---------- DOCUMENT SECTION ----------
TableReadOptions options =
TableReadOptions.newBuilder()
.addSelectedFields("id")
.addSelectedFields("qtr")
.addSelectedFields("sales")
.addSelectedFields("year")
.addSelectedFields("comments")
//.setRowRestriction("state = \"WA\"")
.build();
// Start specifying the read session we want created.
ReadSession.Builder sessionBuilder =
ReadSession.newBuilder()
.setTable(srcTable)
// This API can also deliver data serialized in Apache Avro format.
// This example leverages Apache Avro.
.setDataFormat(DataFormat.AVRO)
.setReadOptions(options);
// Optionally specify the snapshot time. When unspecified, snapshot time is "now".
if (snapshotMillis != null) {
Timestamp t =
Timestamp.newBuilder()
.setSeconds(snapshotMillis / 1000)
.setNanos((int) ((snapshotMillis % 1000) * 1000000))
.build();
TableModifiers modifiers = TableModifiers.newBuilder().setSnapshotTime(t).build();
sessionBuilder.setTableModifiers(modifiers);
}
// Begin building the session creation request.
CreateReadSessionRequest.Builder builder =
CreateReadSessionRequest.newBuilder()
.setParent(parent)
.setReadSession(sessionBuilder)
.setMaxStreamCount(1);
// Request the session creation.
----------
▶ **DIRECTIVES**
1. Please explain why the read session code calls setDataFormat(DataFormat.AVRO), using the reason its comments give.
2. In the read session code, what value is passed to setMaxStreamCount?
3. Pick up the Java read session code after its last line and continue it.
---------- RECORDS SHOWN ----------
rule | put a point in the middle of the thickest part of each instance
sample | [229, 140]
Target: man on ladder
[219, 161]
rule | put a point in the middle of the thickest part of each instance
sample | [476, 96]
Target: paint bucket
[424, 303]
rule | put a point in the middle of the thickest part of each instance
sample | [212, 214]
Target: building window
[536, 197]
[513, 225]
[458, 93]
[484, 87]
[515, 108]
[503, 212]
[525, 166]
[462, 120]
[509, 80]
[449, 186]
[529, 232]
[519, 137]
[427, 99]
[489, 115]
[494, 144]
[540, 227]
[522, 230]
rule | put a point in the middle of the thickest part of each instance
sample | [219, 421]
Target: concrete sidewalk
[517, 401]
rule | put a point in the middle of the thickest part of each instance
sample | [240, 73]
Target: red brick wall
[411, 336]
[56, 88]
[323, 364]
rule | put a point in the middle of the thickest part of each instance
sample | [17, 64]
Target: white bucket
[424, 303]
----------
---------- RECORDS SHOWN ----------
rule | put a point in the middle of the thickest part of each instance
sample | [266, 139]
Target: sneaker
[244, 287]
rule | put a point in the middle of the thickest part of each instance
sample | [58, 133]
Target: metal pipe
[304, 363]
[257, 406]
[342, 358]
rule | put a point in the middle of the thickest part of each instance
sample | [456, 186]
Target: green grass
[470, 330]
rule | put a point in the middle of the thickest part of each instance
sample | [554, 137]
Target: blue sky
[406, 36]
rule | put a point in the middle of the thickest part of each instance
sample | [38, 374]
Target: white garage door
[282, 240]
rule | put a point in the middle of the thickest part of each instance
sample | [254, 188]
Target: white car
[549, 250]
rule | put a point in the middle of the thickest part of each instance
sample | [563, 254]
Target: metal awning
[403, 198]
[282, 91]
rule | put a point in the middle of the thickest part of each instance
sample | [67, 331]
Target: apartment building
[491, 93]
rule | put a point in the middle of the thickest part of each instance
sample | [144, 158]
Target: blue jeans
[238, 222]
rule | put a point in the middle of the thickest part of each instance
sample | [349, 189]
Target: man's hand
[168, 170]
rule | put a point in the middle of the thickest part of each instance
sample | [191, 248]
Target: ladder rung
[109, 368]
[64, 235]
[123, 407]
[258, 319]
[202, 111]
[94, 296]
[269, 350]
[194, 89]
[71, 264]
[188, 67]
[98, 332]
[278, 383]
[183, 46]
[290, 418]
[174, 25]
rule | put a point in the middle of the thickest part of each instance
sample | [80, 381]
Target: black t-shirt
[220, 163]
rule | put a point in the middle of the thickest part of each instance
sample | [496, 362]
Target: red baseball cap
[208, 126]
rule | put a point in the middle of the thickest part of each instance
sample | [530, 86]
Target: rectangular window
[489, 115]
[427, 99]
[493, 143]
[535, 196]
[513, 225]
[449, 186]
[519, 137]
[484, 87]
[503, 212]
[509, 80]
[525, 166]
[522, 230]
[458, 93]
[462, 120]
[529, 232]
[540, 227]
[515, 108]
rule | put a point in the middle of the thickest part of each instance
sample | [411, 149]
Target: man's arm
----------
---------- RECORDS SHOWN ----------
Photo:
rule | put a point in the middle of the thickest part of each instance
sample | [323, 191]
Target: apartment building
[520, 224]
----------
▶ **RESULTS OF THE EXERCISE**
1. The comments say the API can deliver data serialized in Apache Avro format and that this example leverages Apache Avro. The session builder therefore sets the data format to DataFormat.AVRO.

2. 1

3.
ReadSession session = client.createReadSession(builder.build());
SimpleRowReader reader =
new SimpleRowReader(new Schema.Parser().parse(session.getAvroSchema().getSchema()));
// Assert that there are streams available in the session. An empty table may not have
// data available. If no sessions are available for an anonymous (cached) table, consider
// writing results of a query to a named table rather than consuming cached results directly.
Preconditions.checkState(session.getStreamsCount() > 0);
// Use the first stream to perform reading.
String streamName = session.getStreams(0).getName();
ReadRowsRequest readRowsRequest =
ReadRowsRequest.newBuilder().setReadStream(streamName).build();
// Process each block of rows as they arrive and decode using our simple row reader.
ServerStream<ReadRowsResponse> stream = client.readRowsCallable().call(readRowsRequest);
for (ReadRowsResponse response : stream) {
Preconditions.checkState(response.hasAvroRows());
reader.processRows(response.getAvroRows());
}
}
}
}
With the BigQuery Storage read API functionality, LIMIT is effectively just a case of stopping row reading after you've processed the desired number of elements.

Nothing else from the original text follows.